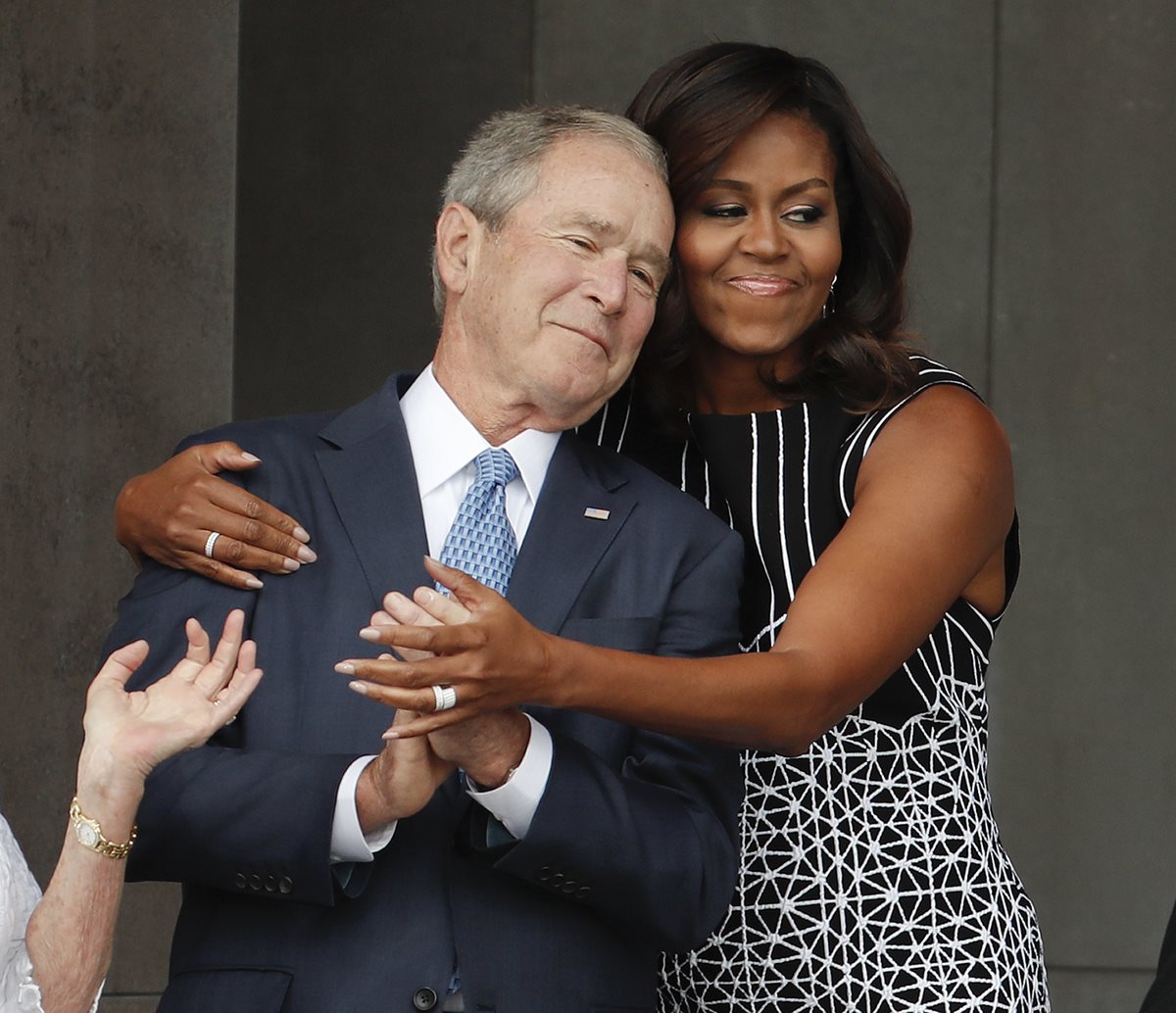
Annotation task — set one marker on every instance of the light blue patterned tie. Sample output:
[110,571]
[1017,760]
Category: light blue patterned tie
[481,541]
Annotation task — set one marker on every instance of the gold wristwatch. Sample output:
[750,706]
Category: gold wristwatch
[89,835]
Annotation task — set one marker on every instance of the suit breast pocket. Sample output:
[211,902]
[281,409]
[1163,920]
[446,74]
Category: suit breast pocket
[226,989]
[627,634]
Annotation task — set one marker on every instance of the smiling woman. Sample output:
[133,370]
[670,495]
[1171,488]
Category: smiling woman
[874,493]
[759,251]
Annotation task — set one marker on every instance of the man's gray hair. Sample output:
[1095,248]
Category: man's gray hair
[500,165]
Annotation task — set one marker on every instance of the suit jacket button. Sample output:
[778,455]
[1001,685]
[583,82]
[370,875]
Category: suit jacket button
[424,999]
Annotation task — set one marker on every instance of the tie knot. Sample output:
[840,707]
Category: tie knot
[495,465]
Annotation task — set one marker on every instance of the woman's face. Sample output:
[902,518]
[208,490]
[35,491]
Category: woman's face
[760,247]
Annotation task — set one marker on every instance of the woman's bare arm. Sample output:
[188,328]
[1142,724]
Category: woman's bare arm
[71,931]
[933,506]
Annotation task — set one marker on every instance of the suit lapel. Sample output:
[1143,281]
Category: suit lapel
[369,472]
[563,546]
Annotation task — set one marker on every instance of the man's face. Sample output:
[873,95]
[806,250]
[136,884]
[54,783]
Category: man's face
[562,298]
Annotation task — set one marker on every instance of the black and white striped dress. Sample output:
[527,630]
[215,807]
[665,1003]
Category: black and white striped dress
[873,876]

» Problem requirements
Give the count of lines in the listing where the word "Sample" occurs, with no further words.

» Answer to the exercise
12